> [What to work on] Search the records for the string "target", then copy each line where it appears.

Stored data
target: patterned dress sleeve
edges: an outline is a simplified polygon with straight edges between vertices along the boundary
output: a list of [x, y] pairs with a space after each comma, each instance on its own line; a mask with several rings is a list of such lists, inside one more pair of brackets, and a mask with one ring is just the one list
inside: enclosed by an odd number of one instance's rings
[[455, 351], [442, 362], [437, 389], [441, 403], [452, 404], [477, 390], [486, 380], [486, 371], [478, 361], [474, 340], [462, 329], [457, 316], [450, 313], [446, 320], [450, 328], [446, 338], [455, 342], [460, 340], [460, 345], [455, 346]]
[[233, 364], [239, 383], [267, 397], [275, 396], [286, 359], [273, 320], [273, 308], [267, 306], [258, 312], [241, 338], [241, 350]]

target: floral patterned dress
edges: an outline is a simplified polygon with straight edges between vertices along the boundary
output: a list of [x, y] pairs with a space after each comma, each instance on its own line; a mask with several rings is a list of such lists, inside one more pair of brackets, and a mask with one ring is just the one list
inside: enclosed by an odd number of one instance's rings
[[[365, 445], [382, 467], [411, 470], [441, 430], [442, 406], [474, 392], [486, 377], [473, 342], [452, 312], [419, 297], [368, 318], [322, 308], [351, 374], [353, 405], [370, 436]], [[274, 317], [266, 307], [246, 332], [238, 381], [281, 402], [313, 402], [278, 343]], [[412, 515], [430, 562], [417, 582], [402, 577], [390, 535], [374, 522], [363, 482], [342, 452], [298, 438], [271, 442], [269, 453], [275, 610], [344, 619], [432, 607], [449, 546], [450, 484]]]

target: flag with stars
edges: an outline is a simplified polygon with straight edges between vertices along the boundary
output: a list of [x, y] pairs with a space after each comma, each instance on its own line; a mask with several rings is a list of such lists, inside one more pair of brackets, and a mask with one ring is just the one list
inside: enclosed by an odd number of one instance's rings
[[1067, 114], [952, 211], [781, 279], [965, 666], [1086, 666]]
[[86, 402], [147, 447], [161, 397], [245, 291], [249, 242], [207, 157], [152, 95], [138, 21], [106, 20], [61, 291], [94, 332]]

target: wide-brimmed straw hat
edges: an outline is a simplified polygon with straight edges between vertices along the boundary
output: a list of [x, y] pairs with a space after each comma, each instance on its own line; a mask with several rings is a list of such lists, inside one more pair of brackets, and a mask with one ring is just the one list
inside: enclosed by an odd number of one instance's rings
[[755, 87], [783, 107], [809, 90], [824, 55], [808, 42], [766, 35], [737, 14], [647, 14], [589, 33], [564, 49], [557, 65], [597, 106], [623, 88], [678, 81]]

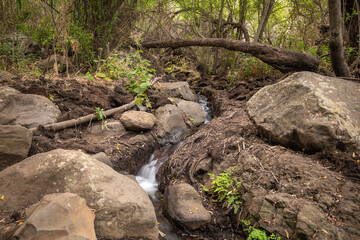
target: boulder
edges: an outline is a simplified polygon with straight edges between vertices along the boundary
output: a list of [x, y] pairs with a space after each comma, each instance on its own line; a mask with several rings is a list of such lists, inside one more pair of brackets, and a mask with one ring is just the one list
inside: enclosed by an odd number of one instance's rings
[[187, 183], [169, 185], [165, 190], [164, 210], [171, 219], [195, 230], [211, 221], [196, 190]]
[[126, 111], [121, 115], [120, 120], [130, 131], [150, 130], [156, 123], [153, 114], [142, 111]]
[[96, 239], [95, 215], [76, 194], [45, 195], [26, 214], [29, 217], [15, 232], [15, 239]]
[[46, 97], [0, 87], [0, 116], [8, 116], [12, 124], [32, 128], [55, 123], [60, 113], [59, 108]]
[[28, 156], [32, 131], [19, 125], [0, 125], [0, 170]]
[[[136, 182], [81, 151], [56, 149], [31, 156], [0, 172], [0, 208], [20, 211], [43, 196], [76, 193], [96, 210], [101, 238], [157, 239], [154, 207]], [[0, 239], [3, 238], [0, 232]]]
[[126, 130], [121, 122], [113, 121], [107, 122], [106, 127], [103, 127], [101, 123], [96, 123], [91, 126], [90, 132], [101, 136], [116, 136], [125, 133]]
[[197, 101], [197, 96], [191, 91], [187, 82], [157, 83], [154, 87], [174, 98]]
[[106, 155], [106, 153], [104, 152], [99, 152], [97, 154], [93, 155], [94, 158], [96, 158], [98, 161], [105, 163], [106, 165], [108, 165], [109, 167], [113, 167], [112, 162], [110, 161], [109, 157]]
[[197, 127], [205, 122], [205, 111], [199, 103], [176, 98], [175, 104], [181, 111], [186, 114], [190, 126]]
[[174, 105], [167, 104], [156, 109], [155, 116], [158, 120], [156, 135], [161, 138], [160, 143], [176, 143], [189, 132], [182, 112]]
[[271, 141], [310, 152], [360, 150], [360, 84], [311, 72], [294, 73], [247, 103]]
[[41, 54], [41, 47], [39, 44], [24, 34], [12, 33], [6, 36], [5, 41], [15, 44], [21, 54]]

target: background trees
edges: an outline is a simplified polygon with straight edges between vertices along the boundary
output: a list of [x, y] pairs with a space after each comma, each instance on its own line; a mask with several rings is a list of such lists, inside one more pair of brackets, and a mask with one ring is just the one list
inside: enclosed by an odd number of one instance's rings
[[[119, 45], [144, 40], [227, 38], [303, 51], [331, 69], [326, 0], [2, 0], [1, 42], [22, 33], [67, 58], [71, 69], [95, 71]], [[341, 1], [345, 60], [354, 70], [359, 48], [359, 2]], [[4, 44], [0, 52], [4, 54]], [[2, 49], [2, 50], [1, 50]], [[163, 50], [153, 50], [161, 54]], [[182, 50], [204, 74], [237, 80], [280, 76], [263, 62], [219, 48]], [[13, 51], [14, 52], [14, 51]], [[3, 61], [2, 65], [5, 64]], [[2, 67], [4, 68], [4, 67]], [[336, 72], [336, 71], [335, 71]]]

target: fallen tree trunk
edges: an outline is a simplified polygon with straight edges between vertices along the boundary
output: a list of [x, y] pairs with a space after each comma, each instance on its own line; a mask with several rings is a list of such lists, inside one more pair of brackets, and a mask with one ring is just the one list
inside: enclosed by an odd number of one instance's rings
[[261, 43], [242, 42], [224, 38], [173, 39], [143, 42], [146, 48], [180, 48], [189, 46], [222, 47], [228, 50], [248, 53], [283, 73], [296, 71], [317, 72], [320, 61], [313, 55], [271, 47]]
[[[106, 110], [106, 111], [104, 111], [104, 113], [105, 113], [105, 115], [107, 117], [110, 117], [110, 116], [114, 115], [115, 113], [125, 112], [125, 111], [131, 109], [134, 106], [135, 106], [135, 101], [132, 101], [132, 102], [130, 102], [128, 104], [125, 104], [125, 105], [122, 105], [120, 107]], [[80, 118], [77, 118], [77, 119], [71, 119], [71, 120], [68, 120], [68, 121], [64, 121], [64, 122], [47, 124], [47, 125], [44, 125], [42, 127], [45, 128], [46, 130], [58, 131], [58, 130], [61, 130], [61, 129], [74, 127], [74, 126], [78, 126], [78, 125], [83, 124], [83, 123], [90, 122], [93, 119], [97, 119], [97, 116], [96, 116], [95, 113], [94, 114], [89, 114], [89, 115], [86, 115], [86, 116], [83, 116], [83, 117], [80, 117]], [[36, 131], [36, 130], [38, 130], [38, 127], [31, 128], [30, 130], [31, 131]]]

> [Exercise answer]
target: patterned dress sleeve
target: floral patterned dress
target: flag with stars
target: wide-brimmed straw hat
target: boulder
target: background trees
target: fallen tree trunk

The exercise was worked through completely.